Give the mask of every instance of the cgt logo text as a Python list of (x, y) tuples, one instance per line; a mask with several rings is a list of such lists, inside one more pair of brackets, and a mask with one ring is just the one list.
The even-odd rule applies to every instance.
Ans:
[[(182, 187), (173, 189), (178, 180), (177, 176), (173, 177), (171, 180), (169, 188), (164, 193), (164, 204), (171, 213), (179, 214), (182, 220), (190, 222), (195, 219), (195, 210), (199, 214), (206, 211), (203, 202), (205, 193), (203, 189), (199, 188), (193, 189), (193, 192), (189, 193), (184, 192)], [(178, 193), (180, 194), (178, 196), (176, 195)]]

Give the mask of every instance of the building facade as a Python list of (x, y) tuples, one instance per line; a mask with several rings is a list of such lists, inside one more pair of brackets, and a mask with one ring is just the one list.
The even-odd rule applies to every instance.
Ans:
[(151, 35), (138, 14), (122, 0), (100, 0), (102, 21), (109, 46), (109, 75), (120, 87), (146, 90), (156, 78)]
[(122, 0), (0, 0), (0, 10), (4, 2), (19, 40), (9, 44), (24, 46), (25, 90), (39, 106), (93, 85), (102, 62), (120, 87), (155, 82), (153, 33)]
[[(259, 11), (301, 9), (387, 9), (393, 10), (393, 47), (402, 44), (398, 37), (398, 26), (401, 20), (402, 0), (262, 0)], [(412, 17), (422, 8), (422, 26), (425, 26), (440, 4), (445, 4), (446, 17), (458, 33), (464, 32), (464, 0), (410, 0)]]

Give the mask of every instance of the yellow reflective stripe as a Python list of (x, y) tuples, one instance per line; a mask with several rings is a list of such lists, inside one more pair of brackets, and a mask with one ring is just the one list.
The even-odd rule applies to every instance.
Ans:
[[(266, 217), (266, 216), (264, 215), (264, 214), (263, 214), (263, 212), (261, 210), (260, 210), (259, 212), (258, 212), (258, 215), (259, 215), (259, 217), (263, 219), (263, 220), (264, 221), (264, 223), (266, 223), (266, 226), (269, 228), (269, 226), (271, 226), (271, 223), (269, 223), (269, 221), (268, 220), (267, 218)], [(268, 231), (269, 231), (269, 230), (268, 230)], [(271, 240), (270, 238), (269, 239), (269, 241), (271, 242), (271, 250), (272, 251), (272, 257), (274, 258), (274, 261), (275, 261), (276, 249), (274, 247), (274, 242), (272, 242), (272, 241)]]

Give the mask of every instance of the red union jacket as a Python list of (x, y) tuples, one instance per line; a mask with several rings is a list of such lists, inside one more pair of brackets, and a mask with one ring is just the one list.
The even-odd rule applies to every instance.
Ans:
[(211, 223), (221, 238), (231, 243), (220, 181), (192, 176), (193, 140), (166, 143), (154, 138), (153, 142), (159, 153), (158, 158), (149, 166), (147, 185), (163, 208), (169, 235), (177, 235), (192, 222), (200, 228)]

Request
Rewrite the part of the data that opens with the line containing "Give the mask of every instance of the red" and closes at the end of the data, keeping the request lines and scaling every polygon coordinate in the answers by 2.1, rounded to whole numbers with halves going up.

Result for this task
Give the mask of every instance of the red union jacket as a Python list of (x, y) tuples, one instance per line; a mask with several rings is a list of such lists, inside one more pair of brackets, and a mask with one ring is just the one list.
The even-odd rule applies to every instance.
Ans:
[(443, 468), (464, 500), (485, 510), (462, 380), (403, 370), (405, 294), (349, 300), (323, 290), (321, 298), (334, 321), (332, 332), (313, 349), (309, 389), (342, 437), (355, 494), (372, 494), (403, 466), (420, 479)]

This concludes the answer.